◆ **Exercise requirements**
Each record should be given again exactly, and any picture in it left out.

◆ **Record extracts**
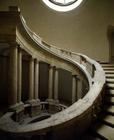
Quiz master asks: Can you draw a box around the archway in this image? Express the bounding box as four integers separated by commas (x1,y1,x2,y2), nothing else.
107,25,114,63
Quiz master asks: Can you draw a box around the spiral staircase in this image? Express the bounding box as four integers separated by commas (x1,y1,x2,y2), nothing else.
0,6,113,140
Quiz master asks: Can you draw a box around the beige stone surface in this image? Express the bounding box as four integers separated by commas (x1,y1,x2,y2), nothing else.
106,74,114,78
94,123,114,140
109,89,114,96
104,105,114,114
102,115,114,126
107,83,114,89
105,71,114,74
106,78,114,83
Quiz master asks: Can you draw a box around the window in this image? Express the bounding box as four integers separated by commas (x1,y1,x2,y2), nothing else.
42,0,83,12
49,0,77,6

◆ **Output**
Quiz master asks: Can you draw a box around the archway in this image? Express the bounding box as four integers separated by commas (x1,y1,x2,y2), nothing else.
107,25,114,63
Quiz master asks: Can you draw a box around the spiral staircase in this image? Express the bounding box as four integers separated by commas (x1,y1,x2,y2), nothing else.
0,6,113,140
Quiz master asks: Can you draw a box around the beige stone surface in this image? Express the bounding box as four integers separated by commas (x1,y1,x2,y2), nothing else.
106,74,114,78
94,123,114,140
109,89,114,96
104,105,114,114
102,115,114,126
107,83,114,89
105,71,114,74
106,78,114,83
Quiz master asks: Can you draw a box around the window in this image? Express the bounding box as four integers separated by commas (x1,y1,x2,y2), nothing else.
42,0,83,12
49,0,77,6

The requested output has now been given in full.